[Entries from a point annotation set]
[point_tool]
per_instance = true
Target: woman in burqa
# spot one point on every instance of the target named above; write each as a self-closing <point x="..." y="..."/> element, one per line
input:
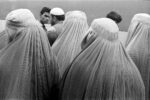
<point x="139" y="49"/>
<point x="103" y="70"/>
<point x="3" y="35"/>
<point x="28" y="70"/>
<point x="135" y="26"/>
<point x="67" y="46"/>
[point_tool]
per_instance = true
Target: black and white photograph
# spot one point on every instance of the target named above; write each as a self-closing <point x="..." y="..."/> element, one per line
<point x="74" y="49"/>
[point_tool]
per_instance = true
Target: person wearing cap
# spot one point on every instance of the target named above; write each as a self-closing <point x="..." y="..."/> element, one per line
<point x="103" y="70"/>
<point x="28" y="68"/>
<point x="58" y="16"/>
<point x="122" y="35"/>
<point x="45" y="18"/>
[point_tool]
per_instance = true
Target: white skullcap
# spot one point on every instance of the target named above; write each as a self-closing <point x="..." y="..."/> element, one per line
<point x="141" y="17"/>
<point x="57" y="11"/>
<point x="76" y="14"/>
<point x="20" y="17"/>
<point x="106" y="23"/>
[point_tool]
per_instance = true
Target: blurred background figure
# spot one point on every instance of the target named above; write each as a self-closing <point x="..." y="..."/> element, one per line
<point x="28" y="70"/>
<point x="103" y="70"/>
<point x="67" y="46"/>
<point x="117" y="18"/>
<point x="114" y="16"/>
<point x="138" y="47"/>
<point x="58" y="16"/>
<point x="45" y="18"/>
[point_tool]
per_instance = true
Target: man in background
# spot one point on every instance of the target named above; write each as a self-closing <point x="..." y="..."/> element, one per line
<point x="45" y="18"/>
<point x="122" y="36"/>
<point x="58" y="16"/>
<point x="114" y="16"/>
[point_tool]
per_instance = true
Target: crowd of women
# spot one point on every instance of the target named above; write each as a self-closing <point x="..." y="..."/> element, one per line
<point x="84" y="63"/>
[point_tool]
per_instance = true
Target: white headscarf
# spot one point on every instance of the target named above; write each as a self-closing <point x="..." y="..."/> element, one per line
<point x="139" y="47"/>
<point x="103" y="71"/>
<point x="67" y="45"/>
<point x="138" y="23"/>
<point x="103" y="27"/>
<point x="23" y="17"/>
<point x="28" y="69"/>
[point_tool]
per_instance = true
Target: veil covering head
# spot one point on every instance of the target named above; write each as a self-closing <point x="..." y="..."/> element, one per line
<point x="3" y="35"/>
<point x="138" y="23"/>
<point x="139" y="50"/>
<point x="28" y="70"/>
<point x="67" y="46"/>
<point x="103" y="70"/>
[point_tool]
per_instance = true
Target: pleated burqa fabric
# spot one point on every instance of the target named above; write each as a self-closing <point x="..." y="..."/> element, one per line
<point x="135" y="26"/>
<point x="3" y="35"/>
<point x="3" y="39"/>
<point x="103" y="70"/>
<point x="28" y="70"/>
<point x="139" y="50"/>
<point x="67" y="46"/>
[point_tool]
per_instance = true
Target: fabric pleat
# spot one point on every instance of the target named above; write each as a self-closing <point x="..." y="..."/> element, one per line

Job: Every entry above needs to be retyped exactly; drop the pictures.

Full output:
[point_tool]
per_instance = true
Target: woman in burqa
# spot one point on every instance of the target named above; write each as a self-closing <point x="..." y="..."/> element, one per line
input:
<point x="139" y="49"/>
<point x="103" y="70"/>
<point x="3" y="35"/>
<point x="28" y="70"/>
<point x="135" y="26"/>
<point x="67" y="46"/>
[point_tool]
per_instance = true
Target: black and white photograph
# spot one point on every instance of the target named above; write each as a self-closing <point x="..." y="..."/> element, one per line
<point x="74" y="49"/>
[point_tool]
per_instance = true
Target: person wearing cap
# spot one point on every instance of the target named above; write each as a self-closing <point x="..." y="..."/> element, one per line
<point x="103" y="70"/>
<point x="28" y="68"/>
<point x="58" y="16"/>
<point x="122" y="35"/>
<point x="45" y="18"/>
[point_tool]
per_instance = true
Target: white skullcap
# spot one point on every instance of the target named above; write each as a self-closing <point x="..." y="..."/> element, one per line
<point x="141" y="17"/>
<point x="57" y="11"/>
<point x="76" y="14"/>
<point x="20" y="17"/>
<point x="106" y="23"/>
[point_tool]
per_instance = true
Target: blurred background figure
# spot one point on every instance of the target named above; write each as a self-closing <point x="..." y="..."/> element, one per line
<point x="28" y="70"/>
<point x="103" y="70"/>
<point x="67" y="46"/>
<point x="117" y="18"/>
<point x="114" y="16"/>
<point x="138" y="47"/>
<point x="58" y="16"/>
<point x="45" y="18"/>
[point_tool]
per_instance = true
Target: man in background
# spot one point on every instance of the target named above; write each as a self-closing <point x="..." y="..."/> element, one per line
<point x="45" y="18"/>
<point x="122" y="36"/>
<point x="58" y="16"/>
<point x="114" y="16"/>
[point_tool]
per_instance = true
Target: crowd of women
# spot one point on every instance of the target named above; write each as a self-closing <point x="..." y="..."/> element, one per line
<point x="84" y="63"/>
[point_tool]
per_instance = true
Target: white headscarf
# spot one point on every instance of the target named above; write each as a self-closing <point x="..." y="..."/> element, one per line
<point x="139" y="47"/>
<point x="103" y="71"/>
<point x="67" y="45"/>
<point x="138" y="23"/>
<point x="103" y="27"/>
<point x="23" y="17"/>
<point x="28" y="69"/>
[point_tool]
per_instance = true
Target: veil covering head
# spot one point on every instance of the target named above; write each as a self-closing <point x="..." y="..."/> element, one per line
<point x="3" y="35"/>
<point x="138" y="23"/>
<point x="139" y="50"/>
<point x="28" y="70"/>
<point x="67" y="46"/>
<point x="103" y="70"/>
[point_tool]
per_instance = true
Target: pleated burqa fabric
# spot one point on every instance of the target named above; write each as a self-closing <point x="..." y="..."/> element, one per line
<point x="135" y="26"/>
<point x="3" y="35"/>
<point x="3" y="39"/>
<point x="103" y="70"/>
<point x="28" y="70"/>
<point x="139" y="50"/>
<point x="67" y="46"/>
[point_tool]
per_instance = true
Target: fabric pleat
# spot one point on every instance of the target named above; write each as a self-closing <point x="..." y="..."/> element, one per line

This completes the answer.